- [What is required]:
Answer these questions about the abstract:
1. What date is given for the session?
2. What degrees are listed after Anindita Bhattacharya's name?
3. Which three groups of students did the study compare?

Friday, January 13, 2023
Hospitality 3 - Room 432, 4th Level (Sheraton Phoenix Downtown)
* noted as presenting author
Erin Casey, PhD, Professor, University of Washington, Tacoma, Tacoma, WA
Anindita Bhattacharya, PhD, MSW, Assistant Professor, University of Washington Tacoma, Tacoma, WA

While sexual misconduct response and prevention systems in higher education continue to advance, these programs are historically geared toward “traditional” students in primarily residential, 4-year campuses. Less is known about victimization patterns, or the services and prevention needs of commuter students in these institutions or of students at primarily or exclusively commuter campuses. Commuter students may be more diverse than residential students along multiple dimensions including but not limited to age, race/ethnicity, SES, parenting or employment status, and military affiliation. Thus, their victimization experiences and subsequent support needs are likely similarly unique. The purpose of this study was to inform program tailoring for commuter students by comparing rates of sexual assault and sexual harassment victimization, victimization characteristics, and post-assault help seeking across three groups of students; residential students on residential campuses, commuter students on residential campuses, and commuter students on commuter campuses.

- [Extracted records]:
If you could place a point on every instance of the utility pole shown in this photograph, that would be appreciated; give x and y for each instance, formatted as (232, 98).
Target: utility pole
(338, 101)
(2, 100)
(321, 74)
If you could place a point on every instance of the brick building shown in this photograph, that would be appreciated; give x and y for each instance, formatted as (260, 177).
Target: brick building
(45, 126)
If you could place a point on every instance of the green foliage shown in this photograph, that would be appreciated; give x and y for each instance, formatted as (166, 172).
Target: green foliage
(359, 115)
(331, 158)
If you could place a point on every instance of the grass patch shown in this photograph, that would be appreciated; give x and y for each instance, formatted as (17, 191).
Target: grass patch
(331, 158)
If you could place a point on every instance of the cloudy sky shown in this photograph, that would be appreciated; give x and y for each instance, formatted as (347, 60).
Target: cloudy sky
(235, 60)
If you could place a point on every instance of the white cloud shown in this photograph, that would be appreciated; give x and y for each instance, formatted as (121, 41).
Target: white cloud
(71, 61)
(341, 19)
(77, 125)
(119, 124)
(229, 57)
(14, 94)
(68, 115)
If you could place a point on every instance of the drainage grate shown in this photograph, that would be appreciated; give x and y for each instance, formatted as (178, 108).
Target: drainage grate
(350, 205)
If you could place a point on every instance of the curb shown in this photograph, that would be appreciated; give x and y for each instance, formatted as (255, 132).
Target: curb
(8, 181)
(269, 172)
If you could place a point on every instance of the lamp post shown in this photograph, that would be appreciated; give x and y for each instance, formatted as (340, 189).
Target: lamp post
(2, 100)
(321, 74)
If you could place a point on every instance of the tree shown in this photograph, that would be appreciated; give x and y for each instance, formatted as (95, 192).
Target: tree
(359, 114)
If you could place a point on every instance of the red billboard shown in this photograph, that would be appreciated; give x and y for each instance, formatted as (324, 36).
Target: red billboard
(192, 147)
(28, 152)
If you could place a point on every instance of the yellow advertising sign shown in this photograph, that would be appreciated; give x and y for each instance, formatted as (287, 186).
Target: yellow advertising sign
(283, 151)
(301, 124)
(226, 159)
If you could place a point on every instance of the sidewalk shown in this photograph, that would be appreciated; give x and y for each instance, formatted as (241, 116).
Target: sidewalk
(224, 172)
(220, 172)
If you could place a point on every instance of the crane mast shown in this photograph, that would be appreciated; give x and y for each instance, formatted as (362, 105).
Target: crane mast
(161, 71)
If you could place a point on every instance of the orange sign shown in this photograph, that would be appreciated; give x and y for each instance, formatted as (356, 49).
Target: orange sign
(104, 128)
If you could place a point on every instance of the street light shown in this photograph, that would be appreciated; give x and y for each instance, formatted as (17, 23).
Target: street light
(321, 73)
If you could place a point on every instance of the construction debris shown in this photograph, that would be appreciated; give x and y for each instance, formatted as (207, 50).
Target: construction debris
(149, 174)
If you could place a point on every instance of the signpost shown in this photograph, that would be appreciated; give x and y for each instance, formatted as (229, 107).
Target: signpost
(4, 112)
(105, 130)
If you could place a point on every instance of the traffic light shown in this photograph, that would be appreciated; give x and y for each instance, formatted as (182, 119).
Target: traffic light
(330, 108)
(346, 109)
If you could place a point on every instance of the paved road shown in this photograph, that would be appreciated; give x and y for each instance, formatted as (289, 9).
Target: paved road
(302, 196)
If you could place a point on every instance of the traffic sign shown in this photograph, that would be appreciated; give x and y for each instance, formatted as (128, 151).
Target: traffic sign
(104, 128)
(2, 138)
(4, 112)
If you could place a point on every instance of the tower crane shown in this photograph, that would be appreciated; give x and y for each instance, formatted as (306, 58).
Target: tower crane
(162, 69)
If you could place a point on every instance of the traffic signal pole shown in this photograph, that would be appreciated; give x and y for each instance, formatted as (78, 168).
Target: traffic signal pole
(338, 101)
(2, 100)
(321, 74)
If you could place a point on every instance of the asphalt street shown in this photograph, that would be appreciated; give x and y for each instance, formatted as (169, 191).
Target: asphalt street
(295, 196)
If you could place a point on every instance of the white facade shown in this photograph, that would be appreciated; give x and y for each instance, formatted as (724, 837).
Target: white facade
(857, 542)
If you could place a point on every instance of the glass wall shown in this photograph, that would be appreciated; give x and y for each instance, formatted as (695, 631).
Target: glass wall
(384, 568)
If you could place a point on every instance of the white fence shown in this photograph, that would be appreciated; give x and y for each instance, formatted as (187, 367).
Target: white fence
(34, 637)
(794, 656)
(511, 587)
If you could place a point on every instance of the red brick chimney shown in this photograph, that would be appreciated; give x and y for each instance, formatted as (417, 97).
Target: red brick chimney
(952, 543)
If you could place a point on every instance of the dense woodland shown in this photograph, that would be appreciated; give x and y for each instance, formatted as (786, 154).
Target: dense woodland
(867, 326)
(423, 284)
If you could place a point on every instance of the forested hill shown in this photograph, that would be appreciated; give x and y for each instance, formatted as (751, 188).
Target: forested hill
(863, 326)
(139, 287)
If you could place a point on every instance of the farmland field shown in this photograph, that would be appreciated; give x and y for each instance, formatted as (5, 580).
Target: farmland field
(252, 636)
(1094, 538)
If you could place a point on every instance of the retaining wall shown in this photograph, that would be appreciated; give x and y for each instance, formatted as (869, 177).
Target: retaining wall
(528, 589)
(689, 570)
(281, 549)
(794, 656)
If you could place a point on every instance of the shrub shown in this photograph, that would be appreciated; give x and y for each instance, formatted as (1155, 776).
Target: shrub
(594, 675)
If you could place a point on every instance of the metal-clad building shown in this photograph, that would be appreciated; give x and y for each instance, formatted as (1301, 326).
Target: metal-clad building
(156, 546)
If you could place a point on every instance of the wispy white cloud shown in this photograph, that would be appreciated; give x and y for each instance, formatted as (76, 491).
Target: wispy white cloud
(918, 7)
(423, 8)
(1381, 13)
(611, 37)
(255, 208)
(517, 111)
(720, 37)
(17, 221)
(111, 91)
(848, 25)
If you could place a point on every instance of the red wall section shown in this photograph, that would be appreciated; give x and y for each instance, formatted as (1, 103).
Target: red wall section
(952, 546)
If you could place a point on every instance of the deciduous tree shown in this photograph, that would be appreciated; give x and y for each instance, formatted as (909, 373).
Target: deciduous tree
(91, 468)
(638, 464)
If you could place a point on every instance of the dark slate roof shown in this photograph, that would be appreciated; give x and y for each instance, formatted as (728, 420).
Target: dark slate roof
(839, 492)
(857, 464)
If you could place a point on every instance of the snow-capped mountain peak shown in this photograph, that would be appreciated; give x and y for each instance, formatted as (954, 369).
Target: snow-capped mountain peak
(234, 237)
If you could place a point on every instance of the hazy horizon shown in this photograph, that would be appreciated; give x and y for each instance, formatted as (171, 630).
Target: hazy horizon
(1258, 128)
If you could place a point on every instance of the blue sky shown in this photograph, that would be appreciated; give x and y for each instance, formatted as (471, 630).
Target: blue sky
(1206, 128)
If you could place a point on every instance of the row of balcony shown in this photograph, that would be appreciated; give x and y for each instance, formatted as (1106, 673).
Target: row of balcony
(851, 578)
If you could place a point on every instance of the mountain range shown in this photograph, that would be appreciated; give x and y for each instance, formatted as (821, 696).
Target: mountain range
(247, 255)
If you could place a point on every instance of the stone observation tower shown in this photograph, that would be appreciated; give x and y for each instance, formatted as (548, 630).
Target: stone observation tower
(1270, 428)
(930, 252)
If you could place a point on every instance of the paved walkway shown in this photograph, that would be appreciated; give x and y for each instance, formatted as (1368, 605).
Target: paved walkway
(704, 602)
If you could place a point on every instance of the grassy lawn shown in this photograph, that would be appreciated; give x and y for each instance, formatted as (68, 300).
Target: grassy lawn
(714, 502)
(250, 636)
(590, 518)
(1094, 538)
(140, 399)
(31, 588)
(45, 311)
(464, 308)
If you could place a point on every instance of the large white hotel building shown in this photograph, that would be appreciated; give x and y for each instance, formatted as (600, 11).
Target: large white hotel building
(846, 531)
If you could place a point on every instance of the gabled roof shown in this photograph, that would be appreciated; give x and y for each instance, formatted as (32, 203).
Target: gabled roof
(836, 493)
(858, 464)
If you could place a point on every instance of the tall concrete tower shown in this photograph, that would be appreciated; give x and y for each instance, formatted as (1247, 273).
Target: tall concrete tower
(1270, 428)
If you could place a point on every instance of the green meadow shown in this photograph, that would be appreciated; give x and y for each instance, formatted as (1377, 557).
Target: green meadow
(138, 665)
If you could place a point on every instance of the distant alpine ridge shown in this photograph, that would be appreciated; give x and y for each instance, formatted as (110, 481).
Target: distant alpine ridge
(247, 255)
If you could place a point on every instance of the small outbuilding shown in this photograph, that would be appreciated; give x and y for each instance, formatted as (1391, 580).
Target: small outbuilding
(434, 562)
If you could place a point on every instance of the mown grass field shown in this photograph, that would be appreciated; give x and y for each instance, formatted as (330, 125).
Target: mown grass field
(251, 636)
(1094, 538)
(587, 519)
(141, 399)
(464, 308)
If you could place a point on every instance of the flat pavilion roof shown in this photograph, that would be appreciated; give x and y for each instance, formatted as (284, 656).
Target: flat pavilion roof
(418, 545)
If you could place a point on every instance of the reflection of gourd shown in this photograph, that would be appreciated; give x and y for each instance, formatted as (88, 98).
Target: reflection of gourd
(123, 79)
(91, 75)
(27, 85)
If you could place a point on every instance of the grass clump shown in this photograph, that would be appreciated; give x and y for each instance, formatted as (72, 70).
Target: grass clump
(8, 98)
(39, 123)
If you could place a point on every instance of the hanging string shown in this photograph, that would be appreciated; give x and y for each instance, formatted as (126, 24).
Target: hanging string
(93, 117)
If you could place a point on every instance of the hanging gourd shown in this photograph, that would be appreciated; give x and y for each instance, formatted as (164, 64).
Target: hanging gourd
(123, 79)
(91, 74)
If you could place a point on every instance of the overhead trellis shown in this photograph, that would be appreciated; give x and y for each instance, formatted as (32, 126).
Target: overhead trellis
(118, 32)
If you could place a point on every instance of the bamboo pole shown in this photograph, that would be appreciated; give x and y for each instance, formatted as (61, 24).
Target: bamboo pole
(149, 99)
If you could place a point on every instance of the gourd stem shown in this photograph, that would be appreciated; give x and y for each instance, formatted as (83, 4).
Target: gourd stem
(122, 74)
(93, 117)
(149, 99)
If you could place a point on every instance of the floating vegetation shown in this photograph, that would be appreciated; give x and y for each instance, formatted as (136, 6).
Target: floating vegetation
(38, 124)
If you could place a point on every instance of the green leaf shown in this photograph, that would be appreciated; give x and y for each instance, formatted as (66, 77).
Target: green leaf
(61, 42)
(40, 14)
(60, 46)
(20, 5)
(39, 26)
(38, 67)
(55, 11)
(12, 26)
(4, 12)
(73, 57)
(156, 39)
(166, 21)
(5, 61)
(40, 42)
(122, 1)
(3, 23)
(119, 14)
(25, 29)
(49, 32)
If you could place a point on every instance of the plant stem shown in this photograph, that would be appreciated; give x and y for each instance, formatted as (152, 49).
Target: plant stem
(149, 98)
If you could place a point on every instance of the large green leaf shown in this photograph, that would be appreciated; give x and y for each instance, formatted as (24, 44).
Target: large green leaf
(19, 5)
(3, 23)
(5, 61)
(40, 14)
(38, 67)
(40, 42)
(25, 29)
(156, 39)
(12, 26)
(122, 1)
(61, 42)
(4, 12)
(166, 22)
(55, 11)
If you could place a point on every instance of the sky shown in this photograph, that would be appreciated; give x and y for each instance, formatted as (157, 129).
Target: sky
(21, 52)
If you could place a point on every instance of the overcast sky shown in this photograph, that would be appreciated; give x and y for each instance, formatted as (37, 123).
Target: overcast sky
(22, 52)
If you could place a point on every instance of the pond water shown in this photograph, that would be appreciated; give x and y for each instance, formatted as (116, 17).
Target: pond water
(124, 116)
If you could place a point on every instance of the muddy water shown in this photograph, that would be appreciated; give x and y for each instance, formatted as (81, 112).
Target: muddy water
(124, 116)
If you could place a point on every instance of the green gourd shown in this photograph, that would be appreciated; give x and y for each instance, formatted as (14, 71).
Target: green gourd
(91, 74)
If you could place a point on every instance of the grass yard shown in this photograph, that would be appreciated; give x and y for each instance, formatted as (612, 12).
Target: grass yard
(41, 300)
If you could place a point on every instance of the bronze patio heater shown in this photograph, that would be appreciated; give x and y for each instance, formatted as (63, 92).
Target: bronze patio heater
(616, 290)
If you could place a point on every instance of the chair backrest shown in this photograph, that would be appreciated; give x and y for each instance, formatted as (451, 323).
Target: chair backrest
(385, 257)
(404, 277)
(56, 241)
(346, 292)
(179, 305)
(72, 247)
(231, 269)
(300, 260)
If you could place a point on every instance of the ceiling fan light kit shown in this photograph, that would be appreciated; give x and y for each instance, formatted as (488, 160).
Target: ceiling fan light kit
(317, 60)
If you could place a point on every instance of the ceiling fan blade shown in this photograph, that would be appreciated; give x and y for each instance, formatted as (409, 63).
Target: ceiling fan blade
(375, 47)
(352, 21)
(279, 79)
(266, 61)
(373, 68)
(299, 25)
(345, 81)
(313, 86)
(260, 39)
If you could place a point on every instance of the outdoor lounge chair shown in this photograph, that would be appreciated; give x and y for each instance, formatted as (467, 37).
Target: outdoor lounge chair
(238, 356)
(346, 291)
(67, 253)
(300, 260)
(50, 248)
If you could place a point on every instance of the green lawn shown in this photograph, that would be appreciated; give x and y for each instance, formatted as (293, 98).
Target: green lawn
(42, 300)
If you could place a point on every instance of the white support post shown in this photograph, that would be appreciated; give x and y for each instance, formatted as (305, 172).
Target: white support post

- [Reply to the exercise]:
1. Friday, January 13, 2023
2. PhD, MSW
3. Residential students on residential campuses, commuter students on residential campuses, and commuter students on commuter campuses